Prompt 1
From the listing below, copy each line that contains the word "holster", matching its capitalization exactly.

Document section
#####

Portogruaro
- Full name: Portogruaro Calcio Associazione Sportiva Dilettantistica
- Nicknames: Granata Porto
- Founded: 1990 2013 (refounded)
- Ground: Stadio Pier Giovanni Mecchia, Portogruaro, Italy
- Capacity: 4,021
- Chairman: Andrea Bertolini
- Manager: Massimiliano De Mozzi
- League: Serie D/C
- 2022–23: Serie D/C, 15th of 18
| Home colours | Away colours | Third colours |

= Portogruaro Calcio ASD =

Italian football club

 Associazione Sportiva Dilettantistica Portogruaro Calcio (usually referred to as Portogruaro) is an Italian association football club, based in Portogruaro, Veneto. Currently, it plays in Serie D.

==History==

===Calcio Portogruaro-Summaga===

====Foundation====
The club was founded in 1990 as Calcio Portogruaro-Summaga and also known as Portosummaga after the merger of then-Promozione clubs Associazione Calcio Portogruaro (founded in 1919 in the city of Portogruaro) and Associazione Calcio Summaga (from Summaga, a frazione of Portogruaro itself).

====From 2007 to 2013====
In the Serie C2 2007-08 regular season, Portosummaga finished third in Girone B and qualified for the promotional playoffs. The team defeated fourth-placed SPAL in the semi-finals because it was the higher-classified team after the pair ended in a 4–4 aggregate tie. In the finals, it defeated second-placed Bassano Virtus 5–3 on aggregate to win promotion to the then-called Lega Pro Prima Divisione for the 2008–09 season.

On 9 May 2010, under the tenure of former Serie A defender Alessandro Calori, the club defeated Verona on the final matchday to gain promotion to Serie B. They therefore marked their first appearance in the Italian second tier in the 2010–11 season.

#####

Material provided
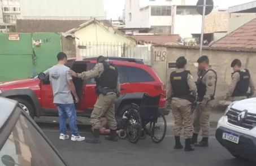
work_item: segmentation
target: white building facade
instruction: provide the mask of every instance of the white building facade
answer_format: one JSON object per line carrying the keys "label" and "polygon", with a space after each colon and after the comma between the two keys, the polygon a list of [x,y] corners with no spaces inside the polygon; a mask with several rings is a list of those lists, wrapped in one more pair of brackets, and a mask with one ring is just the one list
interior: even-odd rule
{"label": "white building facade", "polygon": [[15,24],[20,15],[19,0],[2,0],[2,10],[3,22]]}
{"label": "white building facade", "polygon": [[151,28],[152,33],[190,38],[201,30],[202,16],[196,11],[197,1],[125,0],[125,28]]}
{"label": "white building facade", "polygon": [[45,20],[104,19],[103,0],[20,0],[21,18]]}

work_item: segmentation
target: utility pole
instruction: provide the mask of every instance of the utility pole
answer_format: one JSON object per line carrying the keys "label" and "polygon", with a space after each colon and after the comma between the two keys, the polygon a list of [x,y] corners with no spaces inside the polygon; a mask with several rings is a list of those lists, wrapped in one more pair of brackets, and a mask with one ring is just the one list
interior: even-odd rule
{"label": "utility pole", "polygon": [[211,12],[214,8],[213,0],[198,0],[197,3],[197,11],[202,15],[202,28],[200,38],[200,49],[199,57],[202,56],[203,42],[203,29],[205,28],[205,16]]}
{"label": "utility pole", "polygon": [[200,49],[199,51],[199,57],[202,56],[202,49],[203,49],[203,29],[205,28],[205,18],[206,6],[206,0],[203,0],[203,15],[202,16],[202,29],[201,29],[201,32]]}

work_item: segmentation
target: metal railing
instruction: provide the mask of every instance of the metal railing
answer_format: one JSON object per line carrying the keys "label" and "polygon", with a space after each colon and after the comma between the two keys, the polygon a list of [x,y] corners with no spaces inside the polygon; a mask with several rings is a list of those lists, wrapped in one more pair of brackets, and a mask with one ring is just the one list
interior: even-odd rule
{"label": "metal railing", "polygon": [[99,55],[141,59],[151,65],[151,42],[80,42],[77,44],[80,59]]}

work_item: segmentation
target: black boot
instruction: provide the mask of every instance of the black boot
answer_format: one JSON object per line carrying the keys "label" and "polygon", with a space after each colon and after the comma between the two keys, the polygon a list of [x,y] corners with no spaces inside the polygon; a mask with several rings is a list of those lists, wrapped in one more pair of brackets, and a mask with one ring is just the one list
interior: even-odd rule
{"label": "black boot", "polygon": [[85,138],[85,142],[90,143],[101,143],[99,138],[99,129],[94,129],[93,132],[93,138]]}
{"label": "black boot", "polygon": [[183,148],[180,143],[180,136],[175,136],[175,146],[174,146],[174,149],[181,149]]}
{"label": "black boot", "polygon": [[208,137],[203,137],[203,139],[201,141],[197,143],[194,144],[194,146],[197,147],[208,147],[209,146],[208,143]]}
{"label": "black boot", "polygon": [[191,138],[187,138],[185,139],[185,148],[184,151],[194,151],[194,148],[191,146]]}
{"label": "black boot", "polygon": [[197,137],[198,137],[198,134],[193,134],[192,138],[191,138],[191,144],[194,144],[197,143]]}
{"label": "black boot", "polygon": [[110,130],[110,136],[106,136],[105,139],[107,141],[117,142],[118,141],[118,136],[116,136],[116,130]]}

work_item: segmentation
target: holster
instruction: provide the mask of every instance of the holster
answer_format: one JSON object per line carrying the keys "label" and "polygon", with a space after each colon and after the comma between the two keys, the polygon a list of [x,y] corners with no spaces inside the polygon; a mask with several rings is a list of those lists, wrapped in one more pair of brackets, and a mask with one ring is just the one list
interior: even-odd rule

#####

Prompt 2
According to the article on Portogruaro Calcio, which two clubs merged in 1990 to form Calcio Portogruaro-Summaga?

Answer 1
target: holster
instruction: provide the mask of every instance of the holster

Answer 2
Associazione Calcio Portogruaro and Associazione Calcio Summaga